WHAT IS REQUIRED -> Write out the records below word for word, from their very first line through the line with "column 317, row 212", that line included.

SOURCE MATERIAL ->
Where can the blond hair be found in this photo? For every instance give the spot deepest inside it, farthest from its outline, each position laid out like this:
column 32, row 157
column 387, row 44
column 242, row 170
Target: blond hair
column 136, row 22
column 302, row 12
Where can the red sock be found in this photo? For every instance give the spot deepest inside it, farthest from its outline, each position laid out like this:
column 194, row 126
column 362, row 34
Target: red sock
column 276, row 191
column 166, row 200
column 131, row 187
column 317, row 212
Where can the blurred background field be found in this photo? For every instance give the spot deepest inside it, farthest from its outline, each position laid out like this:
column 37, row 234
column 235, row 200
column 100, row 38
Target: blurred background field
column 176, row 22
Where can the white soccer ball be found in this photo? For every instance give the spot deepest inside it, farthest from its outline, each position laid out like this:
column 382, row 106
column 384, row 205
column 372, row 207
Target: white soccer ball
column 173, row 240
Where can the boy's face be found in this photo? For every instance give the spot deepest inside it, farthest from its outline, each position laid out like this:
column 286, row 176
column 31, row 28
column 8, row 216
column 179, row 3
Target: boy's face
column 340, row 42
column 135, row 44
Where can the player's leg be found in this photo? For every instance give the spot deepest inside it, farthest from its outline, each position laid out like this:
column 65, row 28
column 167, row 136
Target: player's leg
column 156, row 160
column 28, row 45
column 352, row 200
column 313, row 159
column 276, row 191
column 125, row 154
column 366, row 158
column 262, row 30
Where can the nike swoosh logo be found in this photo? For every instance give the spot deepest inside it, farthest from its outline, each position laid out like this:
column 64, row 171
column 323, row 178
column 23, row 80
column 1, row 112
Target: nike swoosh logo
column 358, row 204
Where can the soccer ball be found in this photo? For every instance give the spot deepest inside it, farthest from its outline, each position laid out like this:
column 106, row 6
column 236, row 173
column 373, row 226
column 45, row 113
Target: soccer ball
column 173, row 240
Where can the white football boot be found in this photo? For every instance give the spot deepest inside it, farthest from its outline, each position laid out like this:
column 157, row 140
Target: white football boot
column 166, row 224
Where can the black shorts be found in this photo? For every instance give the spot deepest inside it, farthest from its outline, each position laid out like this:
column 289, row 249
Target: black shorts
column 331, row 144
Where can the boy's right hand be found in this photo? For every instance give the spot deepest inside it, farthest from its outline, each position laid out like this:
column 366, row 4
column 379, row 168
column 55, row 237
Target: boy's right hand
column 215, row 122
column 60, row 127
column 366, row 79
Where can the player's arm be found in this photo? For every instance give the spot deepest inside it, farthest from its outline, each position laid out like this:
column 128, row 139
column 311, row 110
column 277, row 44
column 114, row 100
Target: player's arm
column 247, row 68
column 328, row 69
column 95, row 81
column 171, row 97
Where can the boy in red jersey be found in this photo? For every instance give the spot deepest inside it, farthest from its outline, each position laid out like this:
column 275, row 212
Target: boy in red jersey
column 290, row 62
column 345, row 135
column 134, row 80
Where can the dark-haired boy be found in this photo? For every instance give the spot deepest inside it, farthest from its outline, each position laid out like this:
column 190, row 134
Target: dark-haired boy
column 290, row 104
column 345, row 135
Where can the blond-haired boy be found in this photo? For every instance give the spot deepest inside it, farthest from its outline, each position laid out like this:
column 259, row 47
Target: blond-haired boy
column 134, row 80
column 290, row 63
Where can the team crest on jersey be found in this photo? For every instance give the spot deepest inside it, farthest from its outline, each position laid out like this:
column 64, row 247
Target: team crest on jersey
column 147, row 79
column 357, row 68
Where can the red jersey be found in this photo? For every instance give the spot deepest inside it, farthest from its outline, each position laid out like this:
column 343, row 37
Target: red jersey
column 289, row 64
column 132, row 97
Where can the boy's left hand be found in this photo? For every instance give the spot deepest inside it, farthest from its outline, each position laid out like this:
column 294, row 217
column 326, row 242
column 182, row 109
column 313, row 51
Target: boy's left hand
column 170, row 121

WRITTEN SOLUTION ->
Where can the blond hair be found in this photo? For every instance give the spot deepest inside it, farthest from its outline, each position laid out like this:
column 32, row 157
column 387, row 44
column 242, row 170
Target: blond hair
column 136, row 22
column 302, row 12
Where can the red sock be found in this photo? For every instance give the spot deepest inside it, farthest from its outline, each position laid out like this:
column 194, row 126
column 362, row 34
Target: red sock
column 276, row 191
column 166, row 200
column 131, row 187
column 317, row 212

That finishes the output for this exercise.